Your answer must restate the listing below word for word and contain no images.

## DATA FOR THIS EXERCISE
━━━━━━

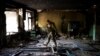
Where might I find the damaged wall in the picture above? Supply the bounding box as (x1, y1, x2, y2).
(0, 0, 6, 48)
(37, 10, 86, 33)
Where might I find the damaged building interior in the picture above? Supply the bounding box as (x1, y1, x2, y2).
(0, 0, 99, 56)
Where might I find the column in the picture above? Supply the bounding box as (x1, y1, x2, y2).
(92, 4, 96, 41)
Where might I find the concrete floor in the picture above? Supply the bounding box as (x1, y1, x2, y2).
(0, 37, 100, 56)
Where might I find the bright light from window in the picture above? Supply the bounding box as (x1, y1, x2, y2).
(24, 12, 31, 31)
(19, 8, 23, 15)
(29, 18, 31, 30)
(5, 11, 18, 35)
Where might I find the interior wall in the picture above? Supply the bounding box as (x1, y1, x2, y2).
(37, 10, 86, 33)
(0, 0, 6, 47)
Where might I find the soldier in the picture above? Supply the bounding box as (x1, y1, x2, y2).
(44, 20, 57, 47)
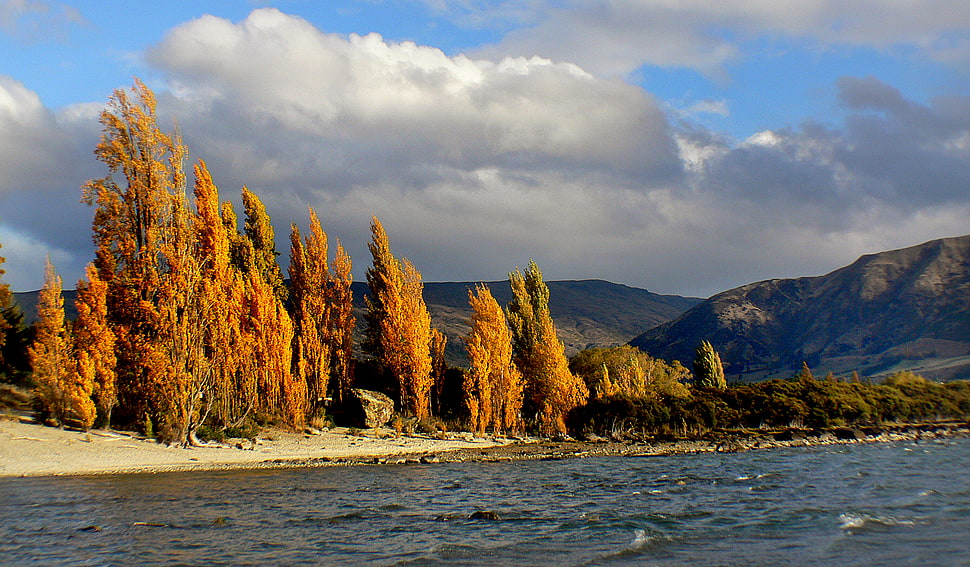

━━━━━━

## REPLY TO THE TASK
Where might I find the damaged wall in the picture above? Supply the bounding box as (x1, y1, x2, y2).
(0, 0, 6, 48)
(37, 10, 86, 33)
Where might I find the damaged building interior in the picture above? Supply the bounding box as (x1, y1, x2, y2).
(0, 0, 99, 56)
Where might I find the column in the picture above? Supply the bounding box as (x1, y1, x2, y2).
(92, 4, 96, 41)
Where might I find the concrete floor in the picture above? Supply the bounding box as (x1, y1, x2, y2).
(0, 37, 100, 56)
Where might I find the bright light from window in the picture above? Supply the bounding box as (x1, y1, x2, y2).
(24, 12, 31, 31)
(19, 8, 23, 15)
(29, 18, 31, 30)
(5, 11, 18, 35)
Where might I find the interior wall in the picture above? Supply the bounding box as (x1, y1, x2, y2).
(37, 10, 86, 33)
(0, 0, 6, 47)
Where might I find the soldier in the picture above? Supply the bounding box as (x1, y1, x2, y2).
(44, 20, 57, 47)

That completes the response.